Image point grounding data:
>>>>

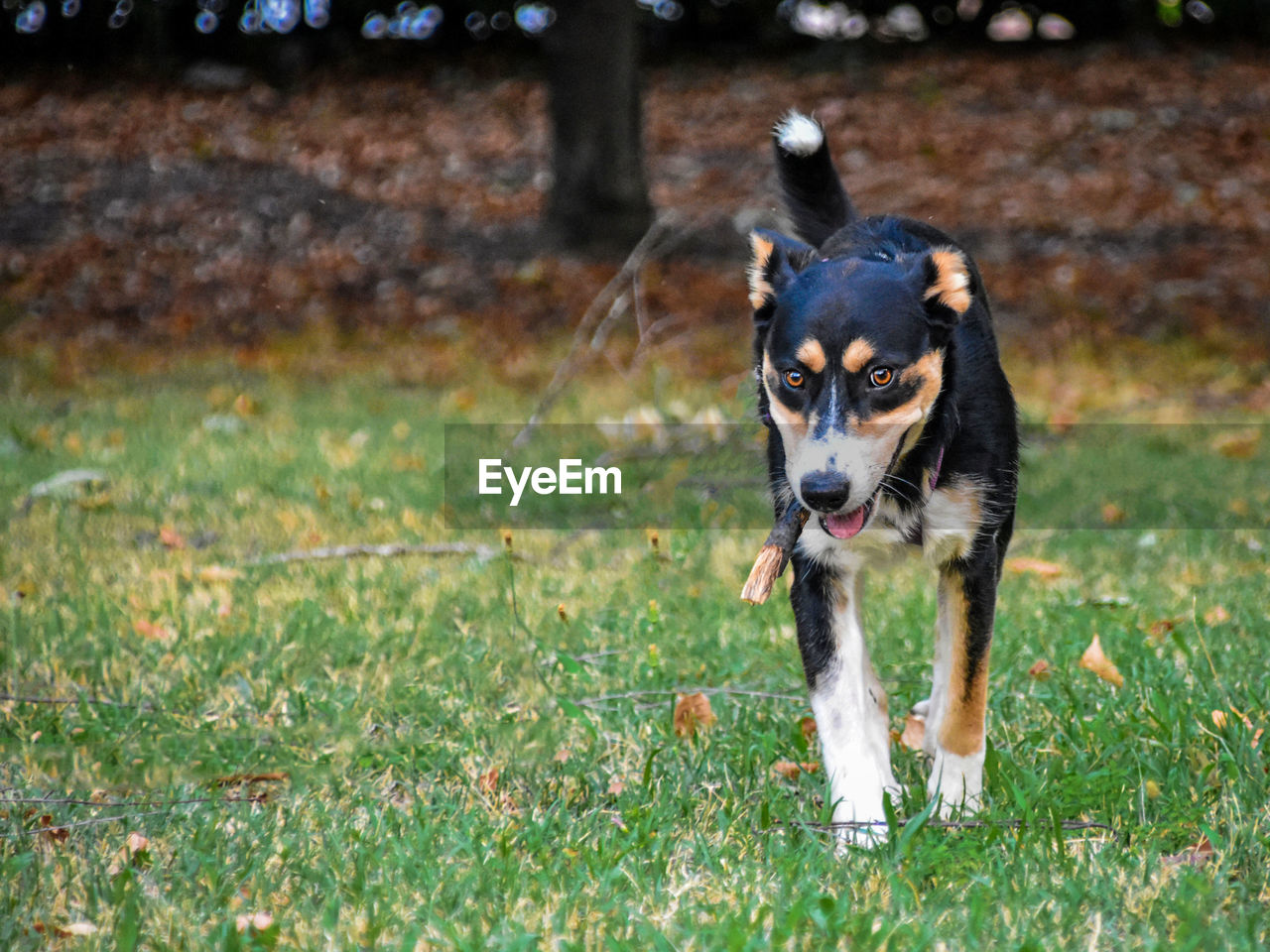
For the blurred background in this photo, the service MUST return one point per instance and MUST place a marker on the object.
(414, 182)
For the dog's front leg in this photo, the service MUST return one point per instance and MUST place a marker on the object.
(846, 696)
(959, 693)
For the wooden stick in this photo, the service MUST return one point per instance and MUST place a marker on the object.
(775, 555)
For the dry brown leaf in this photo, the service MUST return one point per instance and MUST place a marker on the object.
(913, 735)
(693, 712)
(249, 778)
(808, 726)
(1215, 616)
(213, 574)
(1239, 444)
(58, 834)
(1024, 565)
(1196, 855)
(259, 921)
(788, 770)
(1096, 660)
(72, 929)
(137, 843)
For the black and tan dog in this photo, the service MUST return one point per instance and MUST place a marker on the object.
(893, 422)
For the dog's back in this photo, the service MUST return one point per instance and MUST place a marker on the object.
(892, 422)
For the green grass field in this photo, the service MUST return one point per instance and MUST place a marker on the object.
(426, 751)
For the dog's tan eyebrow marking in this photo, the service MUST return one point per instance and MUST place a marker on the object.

<<<<

- Your task -
Reproduce every entry exactly; images stay out.

- Output of the exercise -
For the blurred background in this photo, the service MUST return one point per instance and MUST place a marker on the object.
(414, 182)
For the dog's front leg in this photo, the service MUST return one point per instance and MUST place a marker on the object.
(846, 696)
(959, 693)
For the wooden stick in this photo, the service MUST return one point per instance and MUST place a marker on the object.
(775, 555)
For the dry brown leaf in this photo, the service MUST return one point per instance and MUST place a marker on the object.
(913, 735)
(693, 712)
(249, 778)
(808, 726)
(1215, 616)
(213, 574)
(1239, 444)
(58, 834)
(1024, 565)
(1196, 855)
(259, 921)
(788, 770)
(1096, 660)
(72, 929)
(137, 843)
For the black and tan dog in this photo, the service MUST return one point per instance and MUST place a marker on the object.
(893, 422)
For the dog's back in this photo, the service MUST return one point per instance and MUST place a marker on the object.
(892, 422)
For the green grass field in this photo, the service MUST return one point per instance and MUST place a marker on the object.
(426, 751)
For the dog's tan eyebrow marking in this photo, the service MUST return one point per instance and MUST place a marker on the object.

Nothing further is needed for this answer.